▶ [Exercise A] According to the COVID-19 reading passage, who announced a week extension to spring break?
▶ [Exercise B] Proceed with the COVID-19 reading passage, picking up after its last sentence.

▶ [Reading passage]
-.-.-

This virus has rocked everyone’s world; the COVID-19 outbreak of 2020 will be something everyone remembers 100 years from now as a major historical event. Almost everyone’s life has changed drastically over the past month, with non-essential workers being laid off, students resuming classes at home and governments threatening jail time for leaving home for nonessential purposes.
I have personally been perplexed for the past few weeks watching the evolution of responses to the crisis; five weeks ago, store shelves were emptied of toilet paper and nonperishables in preparation for a quarantine few thought would actually happen. Six weeks ago, Chancellor Woodson announced a week extension to our spring break, which evolved into classes being moved online until further notice, with no expected end until at least August. The first case of COVID-19 hit US soil just four months ago, and public officials and businesses had significantly less time to decide how to respond once the virus was established as a credible threat in the United States.

-.-.-

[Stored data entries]
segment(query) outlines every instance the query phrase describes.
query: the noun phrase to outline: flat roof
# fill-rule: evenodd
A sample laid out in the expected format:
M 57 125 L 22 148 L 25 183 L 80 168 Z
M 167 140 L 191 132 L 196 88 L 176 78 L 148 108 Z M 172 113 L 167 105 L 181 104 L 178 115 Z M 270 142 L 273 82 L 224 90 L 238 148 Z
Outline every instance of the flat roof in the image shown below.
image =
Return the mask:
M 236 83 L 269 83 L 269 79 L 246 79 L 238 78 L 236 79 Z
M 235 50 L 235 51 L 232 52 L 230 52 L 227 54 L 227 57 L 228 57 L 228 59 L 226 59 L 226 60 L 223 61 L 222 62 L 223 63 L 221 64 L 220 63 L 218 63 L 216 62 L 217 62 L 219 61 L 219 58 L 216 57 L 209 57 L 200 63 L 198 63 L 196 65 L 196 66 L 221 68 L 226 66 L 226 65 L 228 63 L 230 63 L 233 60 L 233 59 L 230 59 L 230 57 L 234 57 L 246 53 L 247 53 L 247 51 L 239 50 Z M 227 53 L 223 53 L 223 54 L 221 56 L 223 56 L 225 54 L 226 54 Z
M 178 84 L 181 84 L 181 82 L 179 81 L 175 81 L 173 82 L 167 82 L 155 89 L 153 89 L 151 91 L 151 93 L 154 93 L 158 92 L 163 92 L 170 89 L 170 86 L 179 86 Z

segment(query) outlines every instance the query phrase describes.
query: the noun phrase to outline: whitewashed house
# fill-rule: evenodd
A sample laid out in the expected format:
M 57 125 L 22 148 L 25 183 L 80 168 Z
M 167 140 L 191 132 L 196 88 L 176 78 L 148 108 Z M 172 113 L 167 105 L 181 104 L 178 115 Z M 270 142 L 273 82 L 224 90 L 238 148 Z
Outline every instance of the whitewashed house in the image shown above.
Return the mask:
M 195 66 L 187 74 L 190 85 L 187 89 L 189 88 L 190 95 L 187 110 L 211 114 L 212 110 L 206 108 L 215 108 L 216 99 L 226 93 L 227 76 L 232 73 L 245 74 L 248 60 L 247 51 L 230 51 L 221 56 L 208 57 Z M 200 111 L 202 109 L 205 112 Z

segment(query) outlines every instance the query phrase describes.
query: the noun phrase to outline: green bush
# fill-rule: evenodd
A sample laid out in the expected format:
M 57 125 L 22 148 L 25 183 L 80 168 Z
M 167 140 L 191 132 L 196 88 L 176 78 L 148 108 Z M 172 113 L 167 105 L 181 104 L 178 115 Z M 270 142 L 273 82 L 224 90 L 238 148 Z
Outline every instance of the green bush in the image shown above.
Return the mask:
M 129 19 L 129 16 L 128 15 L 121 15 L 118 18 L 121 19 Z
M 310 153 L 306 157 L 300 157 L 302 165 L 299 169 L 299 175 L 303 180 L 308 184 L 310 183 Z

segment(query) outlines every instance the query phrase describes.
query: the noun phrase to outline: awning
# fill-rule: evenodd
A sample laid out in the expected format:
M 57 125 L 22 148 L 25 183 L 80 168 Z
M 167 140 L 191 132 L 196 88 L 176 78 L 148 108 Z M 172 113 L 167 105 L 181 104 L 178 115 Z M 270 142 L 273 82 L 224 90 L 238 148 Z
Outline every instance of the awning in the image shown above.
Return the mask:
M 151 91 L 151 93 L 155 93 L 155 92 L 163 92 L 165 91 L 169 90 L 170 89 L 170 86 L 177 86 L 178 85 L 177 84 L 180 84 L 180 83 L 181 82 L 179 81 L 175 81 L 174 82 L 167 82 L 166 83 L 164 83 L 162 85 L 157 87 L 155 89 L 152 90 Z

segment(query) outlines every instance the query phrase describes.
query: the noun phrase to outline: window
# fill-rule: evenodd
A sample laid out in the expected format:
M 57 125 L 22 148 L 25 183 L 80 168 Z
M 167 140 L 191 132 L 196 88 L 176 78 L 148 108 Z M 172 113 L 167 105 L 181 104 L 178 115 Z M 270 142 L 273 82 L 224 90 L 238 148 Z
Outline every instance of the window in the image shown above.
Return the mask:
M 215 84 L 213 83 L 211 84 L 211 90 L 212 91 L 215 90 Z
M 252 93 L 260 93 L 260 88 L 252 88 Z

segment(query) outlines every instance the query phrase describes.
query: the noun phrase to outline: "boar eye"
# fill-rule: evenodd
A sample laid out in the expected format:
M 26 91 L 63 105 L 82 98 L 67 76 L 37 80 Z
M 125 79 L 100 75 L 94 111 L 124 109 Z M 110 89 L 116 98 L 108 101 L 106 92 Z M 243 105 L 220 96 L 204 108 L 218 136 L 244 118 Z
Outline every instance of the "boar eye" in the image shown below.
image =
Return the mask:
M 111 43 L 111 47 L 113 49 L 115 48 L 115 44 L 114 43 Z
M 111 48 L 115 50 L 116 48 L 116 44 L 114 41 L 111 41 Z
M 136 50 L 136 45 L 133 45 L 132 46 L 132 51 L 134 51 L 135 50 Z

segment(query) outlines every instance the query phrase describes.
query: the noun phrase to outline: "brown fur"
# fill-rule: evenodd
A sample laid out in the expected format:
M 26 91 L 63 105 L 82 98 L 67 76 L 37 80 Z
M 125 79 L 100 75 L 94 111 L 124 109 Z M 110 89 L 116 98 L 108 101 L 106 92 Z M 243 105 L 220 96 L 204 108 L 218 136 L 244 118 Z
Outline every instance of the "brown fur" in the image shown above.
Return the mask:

-.-.-

▶ [Answer A] Chancellor Woodson announced it.

▶ [Answer B]
I could not find a similar event in modern US history where cancellations and schedules were issued on such a short notice. I also could not find a disease which spread as quickly or as silently as the novel coronavirus. Infected patients can go 14 days without showing symptoms, and experts think that for each infected patient, roughly two new infections are created on average. These facts — along with the uncertainty associated with a newly discovered virus and it’s high death rate among the elderly and immunocompromised — to a snowball of mandatory and voluntary shutdowns and restrictions in the spirit of caution.
Two months ago, no clearly defined protocol existed for officials to follow. So officials responded mostly by gradually implementing shutdowns; we constantly heard how important flattening the curve was in order to keep the disease below medical system capacity.
Officials responded harshly with many restrictions, with the intent to slow the disease as much as their offices would allow them to do. It would be too much of a political liability for officials to respond more lightly to the virus, even if our state would have been better off with a less extreme response.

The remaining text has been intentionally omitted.